[Short task]:
Format the entries as a two-column CSV with the columns entry_text and answer, one row per entry, putting each field in quotation marks and turning line breaks into spaces; begin at the line that contains "Pick out the red banner" and continue through the line that contains "<point>169,423</point>". Leave the pictures out.

[Listed records]:

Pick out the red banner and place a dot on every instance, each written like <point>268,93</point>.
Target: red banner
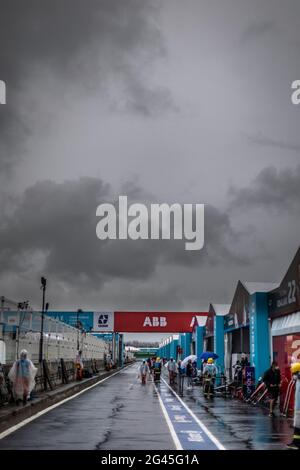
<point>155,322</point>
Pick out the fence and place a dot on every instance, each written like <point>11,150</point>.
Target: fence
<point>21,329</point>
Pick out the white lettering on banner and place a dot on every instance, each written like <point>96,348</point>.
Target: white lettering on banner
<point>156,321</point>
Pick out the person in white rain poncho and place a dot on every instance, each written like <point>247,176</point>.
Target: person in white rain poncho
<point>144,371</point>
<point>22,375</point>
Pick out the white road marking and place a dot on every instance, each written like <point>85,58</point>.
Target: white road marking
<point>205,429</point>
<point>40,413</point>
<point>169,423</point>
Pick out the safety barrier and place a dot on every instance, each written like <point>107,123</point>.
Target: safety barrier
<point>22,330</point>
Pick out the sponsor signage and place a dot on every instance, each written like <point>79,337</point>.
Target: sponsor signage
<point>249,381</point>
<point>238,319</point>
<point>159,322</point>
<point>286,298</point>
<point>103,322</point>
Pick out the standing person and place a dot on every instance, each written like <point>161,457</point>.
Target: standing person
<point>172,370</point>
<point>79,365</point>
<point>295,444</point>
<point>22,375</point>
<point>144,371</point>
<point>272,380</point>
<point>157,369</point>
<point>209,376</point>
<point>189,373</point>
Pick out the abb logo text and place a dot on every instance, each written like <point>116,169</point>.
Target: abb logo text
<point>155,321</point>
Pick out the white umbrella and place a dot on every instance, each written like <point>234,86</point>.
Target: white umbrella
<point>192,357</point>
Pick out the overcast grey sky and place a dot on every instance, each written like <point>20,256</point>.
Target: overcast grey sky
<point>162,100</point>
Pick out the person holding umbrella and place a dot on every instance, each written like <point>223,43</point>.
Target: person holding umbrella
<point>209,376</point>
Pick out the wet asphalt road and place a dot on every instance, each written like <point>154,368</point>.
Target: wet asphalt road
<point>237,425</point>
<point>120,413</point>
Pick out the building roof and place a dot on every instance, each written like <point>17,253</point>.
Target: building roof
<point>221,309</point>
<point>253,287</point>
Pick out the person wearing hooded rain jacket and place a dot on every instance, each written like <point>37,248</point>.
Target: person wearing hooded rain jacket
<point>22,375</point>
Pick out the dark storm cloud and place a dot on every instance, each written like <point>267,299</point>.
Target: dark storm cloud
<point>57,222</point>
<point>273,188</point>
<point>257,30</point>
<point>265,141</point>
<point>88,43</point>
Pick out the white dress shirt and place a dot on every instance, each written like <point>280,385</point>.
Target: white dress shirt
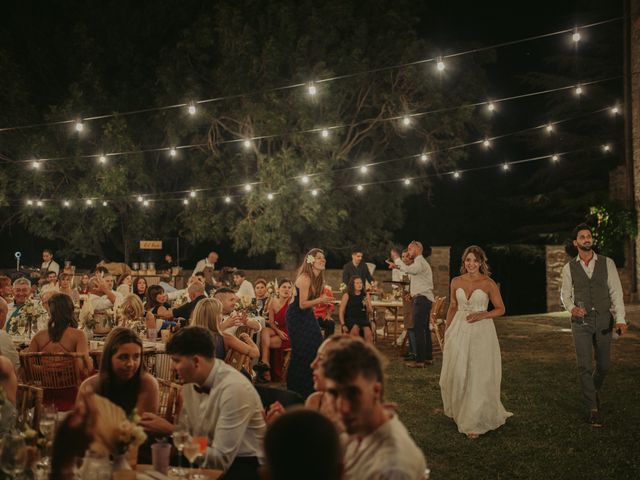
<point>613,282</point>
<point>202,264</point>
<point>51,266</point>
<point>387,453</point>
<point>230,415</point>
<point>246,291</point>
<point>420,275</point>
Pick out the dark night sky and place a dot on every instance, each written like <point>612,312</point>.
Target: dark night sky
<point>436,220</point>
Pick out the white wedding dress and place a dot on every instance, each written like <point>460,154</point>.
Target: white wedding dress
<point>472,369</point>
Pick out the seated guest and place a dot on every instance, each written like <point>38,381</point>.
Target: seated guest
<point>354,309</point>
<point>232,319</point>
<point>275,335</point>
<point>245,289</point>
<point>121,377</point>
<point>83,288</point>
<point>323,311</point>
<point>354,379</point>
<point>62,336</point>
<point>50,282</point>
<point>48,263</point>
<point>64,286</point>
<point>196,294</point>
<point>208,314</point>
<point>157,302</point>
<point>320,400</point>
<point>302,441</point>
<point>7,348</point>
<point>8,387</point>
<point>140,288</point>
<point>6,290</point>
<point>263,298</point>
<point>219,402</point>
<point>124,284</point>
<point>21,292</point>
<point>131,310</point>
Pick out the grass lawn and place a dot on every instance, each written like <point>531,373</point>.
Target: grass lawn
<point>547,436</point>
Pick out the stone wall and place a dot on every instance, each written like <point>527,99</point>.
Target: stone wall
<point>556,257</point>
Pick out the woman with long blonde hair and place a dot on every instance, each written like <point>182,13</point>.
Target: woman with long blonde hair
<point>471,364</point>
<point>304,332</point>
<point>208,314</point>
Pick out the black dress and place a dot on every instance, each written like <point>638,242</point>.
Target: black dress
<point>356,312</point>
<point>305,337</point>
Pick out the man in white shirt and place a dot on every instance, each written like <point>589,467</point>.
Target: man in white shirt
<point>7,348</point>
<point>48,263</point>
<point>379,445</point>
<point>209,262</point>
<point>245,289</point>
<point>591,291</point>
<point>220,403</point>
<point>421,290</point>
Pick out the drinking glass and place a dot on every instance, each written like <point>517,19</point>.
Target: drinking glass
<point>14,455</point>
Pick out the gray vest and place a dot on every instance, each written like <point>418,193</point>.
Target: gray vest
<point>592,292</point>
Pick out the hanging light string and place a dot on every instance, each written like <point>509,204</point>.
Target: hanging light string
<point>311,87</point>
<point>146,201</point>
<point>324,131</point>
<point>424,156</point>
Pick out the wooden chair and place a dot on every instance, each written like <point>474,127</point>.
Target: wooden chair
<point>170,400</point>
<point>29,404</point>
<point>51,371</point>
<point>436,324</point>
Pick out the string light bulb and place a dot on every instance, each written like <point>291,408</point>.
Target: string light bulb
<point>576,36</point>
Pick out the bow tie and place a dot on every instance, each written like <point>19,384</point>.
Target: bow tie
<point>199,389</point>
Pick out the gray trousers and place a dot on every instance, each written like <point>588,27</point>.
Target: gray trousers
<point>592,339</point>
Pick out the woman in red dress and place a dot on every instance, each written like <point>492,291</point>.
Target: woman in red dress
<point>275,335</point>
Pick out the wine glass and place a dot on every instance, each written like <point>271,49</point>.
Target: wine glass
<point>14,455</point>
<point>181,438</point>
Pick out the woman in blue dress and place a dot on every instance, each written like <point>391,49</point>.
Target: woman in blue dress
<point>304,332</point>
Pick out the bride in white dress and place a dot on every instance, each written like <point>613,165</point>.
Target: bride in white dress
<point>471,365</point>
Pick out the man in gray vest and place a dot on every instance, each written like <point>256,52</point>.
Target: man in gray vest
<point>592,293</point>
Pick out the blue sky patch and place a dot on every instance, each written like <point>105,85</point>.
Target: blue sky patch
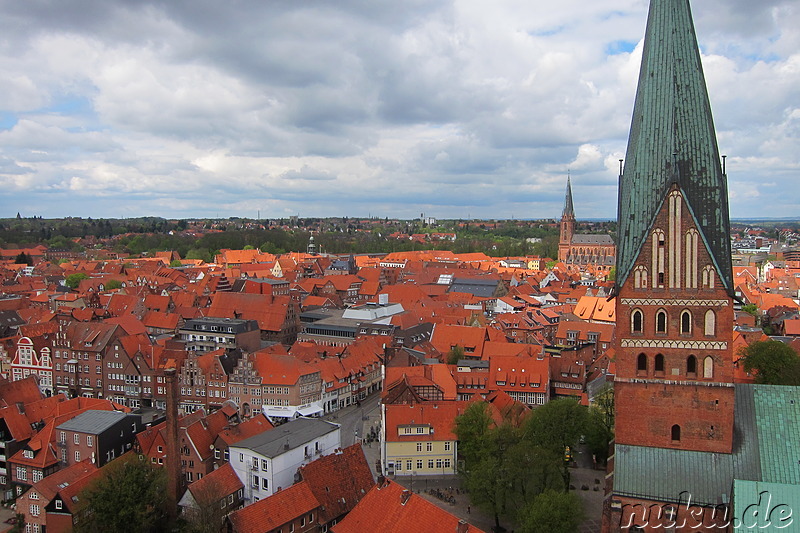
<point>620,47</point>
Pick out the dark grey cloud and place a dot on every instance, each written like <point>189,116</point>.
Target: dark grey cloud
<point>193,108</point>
==
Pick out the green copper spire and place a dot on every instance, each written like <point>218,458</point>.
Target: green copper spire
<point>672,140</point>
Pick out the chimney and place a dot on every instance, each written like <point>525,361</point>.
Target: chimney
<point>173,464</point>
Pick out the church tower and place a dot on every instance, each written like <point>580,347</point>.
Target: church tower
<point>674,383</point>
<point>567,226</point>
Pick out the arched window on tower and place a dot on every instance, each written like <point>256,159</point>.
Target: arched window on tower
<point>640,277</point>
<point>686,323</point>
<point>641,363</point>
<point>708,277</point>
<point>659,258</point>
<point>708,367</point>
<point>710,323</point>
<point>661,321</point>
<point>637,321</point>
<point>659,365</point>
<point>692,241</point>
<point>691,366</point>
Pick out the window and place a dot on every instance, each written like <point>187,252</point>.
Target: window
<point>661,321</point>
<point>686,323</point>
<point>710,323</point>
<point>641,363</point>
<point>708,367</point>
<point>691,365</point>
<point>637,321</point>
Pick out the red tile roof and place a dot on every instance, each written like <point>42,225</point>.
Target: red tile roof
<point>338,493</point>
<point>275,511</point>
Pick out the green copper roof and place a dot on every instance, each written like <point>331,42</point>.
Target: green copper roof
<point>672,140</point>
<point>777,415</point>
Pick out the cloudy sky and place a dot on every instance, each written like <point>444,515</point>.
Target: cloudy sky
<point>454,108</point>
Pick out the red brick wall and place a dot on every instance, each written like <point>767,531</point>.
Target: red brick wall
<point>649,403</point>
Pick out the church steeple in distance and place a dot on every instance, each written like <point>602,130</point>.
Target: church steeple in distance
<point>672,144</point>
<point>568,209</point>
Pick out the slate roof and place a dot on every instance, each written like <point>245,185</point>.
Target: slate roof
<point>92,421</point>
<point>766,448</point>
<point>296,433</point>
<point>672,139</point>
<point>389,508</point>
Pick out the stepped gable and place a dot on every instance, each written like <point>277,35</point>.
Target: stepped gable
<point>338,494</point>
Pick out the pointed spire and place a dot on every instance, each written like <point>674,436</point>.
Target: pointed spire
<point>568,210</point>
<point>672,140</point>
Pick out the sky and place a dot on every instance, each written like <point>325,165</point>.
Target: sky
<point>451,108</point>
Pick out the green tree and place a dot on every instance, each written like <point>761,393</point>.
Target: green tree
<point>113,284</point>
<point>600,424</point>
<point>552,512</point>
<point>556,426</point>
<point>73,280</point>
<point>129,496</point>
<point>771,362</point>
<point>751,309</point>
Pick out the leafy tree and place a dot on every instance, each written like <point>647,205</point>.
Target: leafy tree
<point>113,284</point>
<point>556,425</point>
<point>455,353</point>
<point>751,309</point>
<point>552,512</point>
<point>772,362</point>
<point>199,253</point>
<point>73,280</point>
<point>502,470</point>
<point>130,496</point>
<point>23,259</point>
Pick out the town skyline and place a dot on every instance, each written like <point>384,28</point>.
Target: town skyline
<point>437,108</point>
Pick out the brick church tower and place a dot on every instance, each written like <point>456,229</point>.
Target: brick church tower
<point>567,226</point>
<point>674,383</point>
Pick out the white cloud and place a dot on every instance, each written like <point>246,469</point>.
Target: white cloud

[Written solution]:
entry_text,answer
"Pick out the red banner and place a dot on every instance, each written like <point>268,93</point>. Target: red banner","<point>155,322</point>"
"Pick out the fence and place a dot on every instance, each written like <point>11,150</point>. Target: fence","<point>21,329</point>"
"Pick out the white lettering on banner and place a dot on every instance, each written like <point>96,348</point>. Target: white lettering on banner","<point>156,321</point>"
"Pick out the person in white rain poncho and place a dot on every instance, each written like <point>247,176</point>. Target: person in white rain poncho","<point>144,371</point> <point>22,375</point>"
"Pick out the white road marking and place a dot on every instance, each written like <point>85,58</point>. Target: white road marking","<point>205,429</point> <point>40,413</point> <point>169,423</point>"